→ Requirement: Present the stretch from the beginning of the entries through the line containing "xmin=465 ymin=171 xmax=502 ymax=221" as a numbered list, skipping any blank lines.

+++ Stored rows

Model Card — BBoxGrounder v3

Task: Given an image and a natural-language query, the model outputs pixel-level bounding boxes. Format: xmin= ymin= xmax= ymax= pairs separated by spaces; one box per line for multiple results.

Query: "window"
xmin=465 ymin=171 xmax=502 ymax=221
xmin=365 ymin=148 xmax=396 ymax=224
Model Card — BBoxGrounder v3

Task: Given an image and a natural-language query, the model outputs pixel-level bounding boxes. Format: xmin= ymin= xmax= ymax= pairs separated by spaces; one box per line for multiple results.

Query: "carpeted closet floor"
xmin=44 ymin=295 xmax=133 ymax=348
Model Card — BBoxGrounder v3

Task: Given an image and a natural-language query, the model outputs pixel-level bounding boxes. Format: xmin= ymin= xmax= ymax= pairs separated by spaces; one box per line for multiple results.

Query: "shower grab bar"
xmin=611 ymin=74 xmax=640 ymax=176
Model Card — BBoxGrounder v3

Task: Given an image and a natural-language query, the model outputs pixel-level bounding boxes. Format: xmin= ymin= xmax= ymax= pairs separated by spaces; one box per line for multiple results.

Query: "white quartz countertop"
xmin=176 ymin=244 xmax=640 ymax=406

++++++

→ Solution to this problem:
1. Model Card — BBoxGrounder v3
2. Task: Given an image and a natural-language query, the model outputs pixel-level bounding boxes. Format: xmin= ymin= xmax= ymax= pairs separated by spaces; one box per line for multiple results.
3. Query: "window"
4. xmin=465 ymin=171 xmax=502 ymax=221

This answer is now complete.